- PROBLEM TO WORK ON -
Format the lines of the data below as a JSON list of strings, one string per line and no blank lines. Begin at the line that contains "Exercise. Indicate the field" and stop after the line that contains "x=319, y=304", including both of those lines and only the lines between them.

- Data on where objects appear -
......
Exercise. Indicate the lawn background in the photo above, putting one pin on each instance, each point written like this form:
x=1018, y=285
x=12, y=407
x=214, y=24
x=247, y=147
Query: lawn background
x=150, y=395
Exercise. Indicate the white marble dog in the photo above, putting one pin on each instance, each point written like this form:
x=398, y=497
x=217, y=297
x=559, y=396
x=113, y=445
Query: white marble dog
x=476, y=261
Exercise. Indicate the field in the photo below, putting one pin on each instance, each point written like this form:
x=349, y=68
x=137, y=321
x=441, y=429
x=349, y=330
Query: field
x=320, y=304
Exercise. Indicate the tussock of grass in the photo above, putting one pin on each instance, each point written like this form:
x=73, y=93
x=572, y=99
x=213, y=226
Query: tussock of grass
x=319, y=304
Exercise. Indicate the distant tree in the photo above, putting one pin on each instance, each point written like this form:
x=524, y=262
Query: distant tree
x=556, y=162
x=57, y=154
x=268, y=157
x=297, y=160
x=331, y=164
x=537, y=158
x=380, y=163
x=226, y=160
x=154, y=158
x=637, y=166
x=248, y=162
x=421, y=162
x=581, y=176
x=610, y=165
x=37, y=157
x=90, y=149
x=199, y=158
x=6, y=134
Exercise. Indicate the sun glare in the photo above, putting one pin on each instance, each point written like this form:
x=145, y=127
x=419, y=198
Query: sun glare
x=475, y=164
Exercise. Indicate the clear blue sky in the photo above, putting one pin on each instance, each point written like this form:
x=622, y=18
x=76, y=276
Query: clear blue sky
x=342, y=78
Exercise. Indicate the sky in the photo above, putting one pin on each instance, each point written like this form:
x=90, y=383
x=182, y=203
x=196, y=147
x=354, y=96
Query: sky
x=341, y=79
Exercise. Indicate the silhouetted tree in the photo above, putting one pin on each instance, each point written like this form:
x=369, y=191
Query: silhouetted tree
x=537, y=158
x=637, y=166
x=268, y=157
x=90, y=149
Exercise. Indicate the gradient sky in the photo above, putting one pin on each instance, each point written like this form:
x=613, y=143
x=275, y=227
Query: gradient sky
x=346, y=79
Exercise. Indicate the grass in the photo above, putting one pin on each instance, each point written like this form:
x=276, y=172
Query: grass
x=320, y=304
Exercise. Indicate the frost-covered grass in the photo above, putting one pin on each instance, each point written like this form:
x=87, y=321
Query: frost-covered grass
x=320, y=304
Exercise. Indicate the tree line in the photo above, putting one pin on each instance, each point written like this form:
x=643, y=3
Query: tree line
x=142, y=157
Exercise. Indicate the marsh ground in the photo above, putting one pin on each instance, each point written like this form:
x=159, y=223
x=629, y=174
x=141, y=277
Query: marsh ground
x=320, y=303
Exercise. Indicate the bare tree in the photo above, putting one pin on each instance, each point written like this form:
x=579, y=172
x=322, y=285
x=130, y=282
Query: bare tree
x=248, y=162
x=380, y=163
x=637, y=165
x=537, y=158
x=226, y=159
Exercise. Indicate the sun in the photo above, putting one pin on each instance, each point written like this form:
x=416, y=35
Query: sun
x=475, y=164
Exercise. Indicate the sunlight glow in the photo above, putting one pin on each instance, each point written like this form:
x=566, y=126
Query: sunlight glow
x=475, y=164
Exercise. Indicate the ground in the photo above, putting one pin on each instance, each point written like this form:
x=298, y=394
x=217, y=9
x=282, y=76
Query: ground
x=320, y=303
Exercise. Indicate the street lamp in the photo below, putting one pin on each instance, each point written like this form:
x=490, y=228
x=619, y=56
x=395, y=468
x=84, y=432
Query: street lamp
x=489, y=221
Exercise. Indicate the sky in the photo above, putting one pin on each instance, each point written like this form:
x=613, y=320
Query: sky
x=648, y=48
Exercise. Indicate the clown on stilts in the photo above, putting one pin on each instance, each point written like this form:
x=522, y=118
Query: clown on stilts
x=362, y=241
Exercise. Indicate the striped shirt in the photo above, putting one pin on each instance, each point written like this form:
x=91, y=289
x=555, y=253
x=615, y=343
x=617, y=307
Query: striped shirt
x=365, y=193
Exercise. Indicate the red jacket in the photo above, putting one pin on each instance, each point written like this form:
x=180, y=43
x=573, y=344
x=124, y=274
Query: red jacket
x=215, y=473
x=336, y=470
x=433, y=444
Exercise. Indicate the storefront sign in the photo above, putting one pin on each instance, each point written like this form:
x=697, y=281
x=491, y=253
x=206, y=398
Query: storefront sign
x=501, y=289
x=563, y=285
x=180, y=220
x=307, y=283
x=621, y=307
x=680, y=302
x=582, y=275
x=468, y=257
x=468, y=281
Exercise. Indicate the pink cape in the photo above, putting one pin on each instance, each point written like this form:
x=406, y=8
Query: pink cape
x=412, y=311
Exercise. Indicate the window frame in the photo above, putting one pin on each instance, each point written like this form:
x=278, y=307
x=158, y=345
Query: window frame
......
- SOLUTION BELOW -
[
  "Exercise. Indicate the field in the photo below, putting one pin on each instance, each point written like this form:",
  "x=349, y=68",
  "x=137, y=321",
  "x=441, y=429",
  "x=349, y=330",
  "Query: field",
  "x=320, y=304",
  "Exercise. Indicate the tussock of grass in the photo above, putting one pin on each instance, each point written like this form:",
  "x=73, y=93",
  "x=572, y=99",
  "x=213, y=226",
  "Query: tussock of grass",
  "x=319, y=304"
]